§ Exercise directions: Copy the material below, replacing every "outline" with "contour" and leaving the rest as it is.

================================

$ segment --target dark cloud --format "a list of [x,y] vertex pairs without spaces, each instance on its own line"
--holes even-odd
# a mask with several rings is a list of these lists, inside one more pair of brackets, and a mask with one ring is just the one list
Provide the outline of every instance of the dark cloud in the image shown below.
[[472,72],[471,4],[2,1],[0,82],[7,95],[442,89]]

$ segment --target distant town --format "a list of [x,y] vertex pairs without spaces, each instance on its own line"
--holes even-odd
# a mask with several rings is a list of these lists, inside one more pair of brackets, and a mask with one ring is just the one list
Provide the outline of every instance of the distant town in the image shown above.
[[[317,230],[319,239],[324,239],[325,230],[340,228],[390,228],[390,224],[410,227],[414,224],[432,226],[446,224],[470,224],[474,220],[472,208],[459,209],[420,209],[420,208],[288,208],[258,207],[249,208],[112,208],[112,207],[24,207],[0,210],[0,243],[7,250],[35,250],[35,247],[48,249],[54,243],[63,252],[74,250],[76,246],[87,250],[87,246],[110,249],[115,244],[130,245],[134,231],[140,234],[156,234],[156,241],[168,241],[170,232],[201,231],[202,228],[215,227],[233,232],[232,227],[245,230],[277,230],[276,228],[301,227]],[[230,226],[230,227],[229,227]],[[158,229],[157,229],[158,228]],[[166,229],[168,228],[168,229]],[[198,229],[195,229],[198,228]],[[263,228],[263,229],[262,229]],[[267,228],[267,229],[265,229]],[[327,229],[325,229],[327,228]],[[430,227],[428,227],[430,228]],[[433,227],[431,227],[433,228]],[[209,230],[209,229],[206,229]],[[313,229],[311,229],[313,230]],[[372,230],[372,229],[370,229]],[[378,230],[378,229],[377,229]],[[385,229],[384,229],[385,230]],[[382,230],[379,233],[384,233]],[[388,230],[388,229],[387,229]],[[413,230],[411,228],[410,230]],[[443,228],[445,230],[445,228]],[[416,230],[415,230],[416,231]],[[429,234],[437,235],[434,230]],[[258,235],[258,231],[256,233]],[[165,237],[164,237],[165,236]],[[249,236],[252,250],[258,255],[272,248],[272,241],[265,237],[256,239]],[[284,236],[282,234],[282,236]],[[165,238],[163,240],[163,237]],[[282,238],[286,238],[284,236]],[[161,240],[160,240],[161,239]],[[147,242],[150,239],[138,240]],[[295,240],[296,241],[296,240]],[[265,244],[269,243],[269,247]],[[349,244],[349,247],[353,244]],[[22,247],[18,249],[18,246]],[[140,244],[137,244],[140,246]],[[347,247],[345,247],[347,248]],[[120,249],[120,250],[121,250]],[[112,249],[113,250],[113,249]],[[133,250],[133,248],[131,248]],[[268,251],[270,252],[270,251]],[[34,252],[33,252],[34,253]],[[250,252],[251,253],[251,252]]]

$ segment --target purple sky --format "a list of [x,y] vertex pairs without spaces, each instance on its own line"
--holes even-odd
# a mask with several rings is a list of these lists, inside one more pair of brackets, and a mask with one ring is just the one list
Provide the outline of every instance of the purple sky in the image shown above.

================================

§ Exercise response:
$ segment --target dark cloud --format "a list of [x,y] vertex pairs without spaces, each instance on its own line"
--holes even-odd
# a mask with several rings is a list of these lists, inside one more pair of brackets, and a mask with one ring is just the one list
Provide the contour of every instance of the dark cloud in the image shown below.
[[472,72],[471,4],[2,1],[0,82],[7,95],[442,89]]

$ segment --target distant town --format "a list of [x,y] vertex pairs without spaces, each instance on its own line"
--holes even-odd
# a mask with several rings is a list of these lists, inside one more pair of brackets, and a mask with one ring is just the one list
Provide the contour of every instance of the distant town in the image shown above.
[[[317,230],[319,239],[324,239],[325,230],[340,228],[390,228],[390,224],[410,227],[414,224],[432,226],[446,224],[470,224],[474,220],[472,208],[459,209],[420,209],[420,208],[288,208],[258,207],[249,208],[112,208],[112,207],[24,207],[0,210],[0,243],[7,250],[35,250],[35,247],[48,249],[54,243],[63,252],[74,250],[76,246],[87,250],[87,246],[110,249],[115,244],[130,245],[134,231],[140,234],[156,234],[156,241],[168,241],[170,232],[201,231],[202,228],[215,227],[233,232],[232,227],[245,230],[277,230],[276,228],[301,227]],[[230,226],[230,227],[229,227]],[[158,229],[157,229],[158,228]],[[166,229],[168,228],[168,229]],[[198,229],[195,229],[198,228]],[[263,228],[263,229],[262,229]],[[267,228],[267,229],[265,229]],[[327,229],[325,229],[327,228]],[[430,227],[428,227],[430,228]],[[433,227],[431,227],[433,228]],[[209,230],[209,229],[206,229]],[[313,229],[311,229],[313,230]],[[372,230],[372,229],[370,229]],[[378,230],[378,229],[377,229]],[[385,229],[384,229],[385,230]],[[382,230],[379,233],[384,233]],[[388,230],[388,229],[387,229]],[[413,230],[411,228],[410,230]],[[443,228],[445,230],[445,228]],[[416,230],[415,230],[416,231]],[[429,234],[437,235],[434,230]],[[258,235],[258,231],[256,233]],[[165,237],[164,237],[165,236]],[[249,236],[252,250],[258,255],[272,248],[272,241],[265,237],[256,239]],[[284,236],[282,234],[282,236]],[[165,238],[163,240],[163,237]],[[282,238],[286,238],[284,236]],[[161,240],[160,240],[161,239]],[[147,242],[150,239],[138,240]],[[295,240],[296,241],[296,240]],[[265,244],[269,243],[269,247]],[[349,244],[349,247],[353,244]],[[22,247],[18,249],[18,246]],[[140,244],[137,244],[140,246]],[[347,247],[345,247],[347,248]],[[120,249],[120,250],[121,250]],[[112,249],[113,250],[113,249]],[[133,250],[133,248],[131,248]],[[268,251],[270,252],[270,251]],[[34,252],[33,252],[34,253]],[[250,252],[251,253],[251,252]]]

$ segment --target purple sky --format "a list of [x,y] vertex pairs without spaces, each instance on its own line"
--holes even-odd
# a mask with several rings is a list of these lists, inside one more pair of brackets, and a mask with one ring is just the one list
Provide the contour of every instance of the purple sky in the image shown above.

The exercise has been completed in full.